WORK TASK: Give every entry again precisely as it appears.

LISTED ENTRIES:

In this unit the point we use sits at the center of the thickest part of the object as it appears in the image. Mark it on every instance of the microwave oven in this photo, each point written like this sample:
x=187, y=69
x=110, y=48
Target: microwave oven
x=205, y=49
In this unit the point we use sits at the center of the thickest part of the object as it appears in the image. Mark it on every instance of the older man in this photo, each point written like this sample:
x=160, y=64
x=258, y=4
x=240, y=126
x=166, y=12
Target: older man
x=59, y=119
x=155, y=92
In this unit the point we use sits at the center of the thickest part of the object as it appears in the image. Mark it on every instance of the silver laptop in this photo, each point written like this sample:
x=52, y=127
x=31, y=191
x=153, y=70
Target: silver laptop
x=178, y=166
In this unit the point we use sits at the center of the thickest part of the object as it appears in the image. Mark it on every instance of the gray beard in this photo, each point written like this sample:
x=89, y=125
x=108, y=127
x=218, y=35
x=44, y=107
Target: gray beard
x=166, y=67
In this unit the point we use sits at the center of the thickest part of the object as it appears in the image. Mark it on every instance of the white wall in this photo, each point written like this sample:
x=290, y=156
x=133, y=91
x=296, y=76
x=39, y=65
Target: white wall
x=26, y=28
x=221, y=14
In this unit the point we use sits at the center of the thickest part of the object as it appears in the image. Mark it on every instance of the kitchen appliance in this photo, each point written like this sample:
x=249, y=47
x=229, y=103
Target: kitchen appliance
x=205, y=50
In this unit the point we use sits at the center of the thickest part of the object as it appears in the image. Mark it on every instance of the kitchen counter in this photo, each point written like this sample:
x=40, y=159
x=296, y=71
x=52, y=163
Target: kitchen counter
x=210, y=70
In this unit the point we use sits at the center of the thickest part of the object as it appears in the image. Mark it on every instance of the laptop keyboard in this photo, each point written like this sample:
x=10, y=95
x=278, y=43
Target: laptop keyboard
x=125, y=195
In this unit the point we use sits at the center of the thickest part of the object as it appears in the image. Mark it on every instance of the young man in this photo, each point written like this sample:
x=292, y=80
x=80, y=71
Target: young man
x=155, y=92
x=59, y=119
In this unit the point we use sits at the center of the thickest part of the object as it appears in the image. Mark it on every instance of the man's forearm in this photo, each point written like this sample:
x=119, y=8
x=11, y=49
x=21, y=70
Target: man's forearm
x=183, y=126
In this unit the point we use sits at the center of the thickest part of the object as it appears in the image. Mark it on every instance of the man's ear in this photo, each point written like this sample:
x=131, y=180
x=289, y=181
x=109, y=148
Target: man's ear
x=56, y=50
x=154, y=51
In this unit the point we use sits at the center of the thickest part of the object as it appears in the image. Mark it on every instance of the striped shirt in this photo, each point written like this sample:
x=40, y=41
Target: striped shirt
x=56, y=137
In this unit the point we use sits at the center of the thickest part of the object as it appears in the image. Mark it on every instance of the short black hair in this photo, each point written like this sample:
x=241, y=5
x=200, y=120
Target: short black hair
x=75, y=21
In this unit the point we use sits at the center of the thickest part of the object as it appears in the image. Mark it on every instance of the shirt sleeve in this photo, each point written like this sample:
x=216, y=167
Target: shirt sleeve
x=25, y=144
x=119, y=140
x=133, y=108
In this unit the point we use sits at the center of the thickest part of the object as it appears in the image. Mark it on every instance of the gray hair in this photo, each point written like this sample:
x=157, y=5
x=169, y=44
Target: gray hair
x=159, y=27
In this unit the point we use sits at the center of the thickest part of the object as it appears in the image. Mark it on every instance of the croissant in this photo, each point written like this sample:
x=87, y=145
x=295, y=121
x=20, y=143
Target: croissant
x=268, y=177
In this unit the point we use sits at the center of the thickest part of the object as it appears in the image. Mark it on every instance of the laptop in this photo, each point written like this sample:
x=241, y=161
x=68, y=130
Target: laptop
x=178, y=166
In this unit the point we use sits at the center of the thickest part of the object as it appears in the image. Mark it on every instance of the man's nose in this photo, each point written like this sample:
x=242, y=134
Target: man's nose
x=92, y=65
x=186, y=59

ANSWER BELOW:
In this unit the point we use sits at the center of the thickest part of the object as it appears in the image. Mark it on every instance of the microwave oven in this photo, each point written like this sample:
x=187, y=69
x=110, y=48
Target: microwave oven
x=205, y=49
In this unit the point we use sits at the center of the thickest part of the object as it appears in the image. Mark it on every instance of the older man in this photo, each point written like this sample:
x=160, y=64
x=258, y=4
x=240, y=126
x=166, y=12
Target: older man
x=59, y=119
x=155, y=92
In this unit the point we use sits at the center of the thickest part of the object as it appears in the image. Mark it on every instance of the silver laptop in this photo, each point written like this sample:
x=52, y=127
x=31, y=191
x=153, y=70
Target: silver laptop
x=178, y=166
In this unit the point we use sits at the center of the thickest part of the object as it appears in the image. Mark it on every instance of the gray beard in this photo, each point written like this sample:
x=89, y=125
x=108, y=127
x=218, y=35
x=44, y=107
Target: gray beard
x=166, y=67
In this unit the point we use sits at the center of the thickest part of the object as it appears in the image. Mark it on every instance of the white wall in this photo, each point written like this sample:
x=290, y=156
x=133, y=91
x=296, y=76
x=39, y=65
Target: white wall
x=26, y=28
x=221, y=14
In this unit the point we use sits at the center of the thickest part of the object as it appears in the image. Mark it on every instance of the kitchen appliance in this photo, each point written like this sample:
x=249, y=47
x=229, y=103
Target: kitchen appliance
x=205, y=50
In this unit the point we use sits at the center of the thickest part of the object as it appears in the image. Mark it on every instance of the kitchen counter in this photo, each point written like this sample:
x=40, y=159
x=296, y=71
x=52, y=163
Target: kitchen counter
x=210, y=70
In this unit the point we use sits at the center of the thickest part of the object as it appears in the image. Mark it on every instance of the laptop keyboard in this photo, each point written like this sample:
x=10, y=95
x=278, y=43
Target: laptop keyboard
x=125, y=195
In this unit the point we use sits at the center of the thickest part of the object as it appears in the image. Mark it on every instance of the young man in this photo, each point written like this sample:
x=292, y=80
x=80, y=71
Target: young man
x=155, y=92
x=59, y=119
In this unit the point we use sits at the center of the thickest part of the object as it appears in the image. Mark it on every instance of the man's forearm in this photo, each point written like this sample:
x=119, y=8
x=11, y=49
x=21, y=70
Target: man's forearm
x=183, y=126
In this unit the point we use sits at the center of the thickest part of the object as it appears in the image. Mark it on every instance of the man's ear in this photo, each point written like this sample:
x=131, y=180
x=289, y=181
x=109, y=148
Target: man's ear
x=56, y=50
x=154, y=51
In this unit the point we use sits at the center of the thickest part of the object as it appears in the image. Mark it on every instance of the striped shirt in this photo, each point written like this sample:
x=40, y=41
Target: striped shirt
x=56, y=137
In this unit the point we use sits at the center of the thickest part of the object as it appears in the image. Mark it on every instance of the short black hair in this photo, each point written like this sample:
x=241, y=5
x=200, y=120
Target: short black hair
x=75, y=21
In this unit the point we use sits at the center of the thickest part of the object as it appears in the image. Mark it on every instance of the shirt sleeve in this photo, each point written like this sample:
x=216, y=167
Target: shirt sleeve
x=25, y=144
x=119, y=140
x=133, y=108
In this unit the point we use sits at the center of the thickest part of the object as it appears in the image. Mark it on every instance of the gray hair in this photo, each point written like this sample:
x=157, y=5
x=169, y=44
Target: gray hair
x=159, y=27
In this unit the point we use sits at the center of the thickest part of the object as it appears in the image. Mark it on every instance of the croissant in this photo, each point written like this sample:
x=87, y=145
x=295, y=121
x=20, y=143
Target: croissant
x=268, y=177
In this unit the point we use sits at the center of the thickest part of the object as it appears in the image. Mark it on every instance of the laptop in this photo, each point written like this sample:
x=241, y=161
x=68, y=130
Target: laptop
x=178, y=166
In this unit the point we use sits at the center of the thickest part of the object as it appears in the image. Mark it on every instance of the man's nose in this photo, each point written like this sample:
x=242, y=134
Target: man's nose
x=92, y=65
x=186, y=59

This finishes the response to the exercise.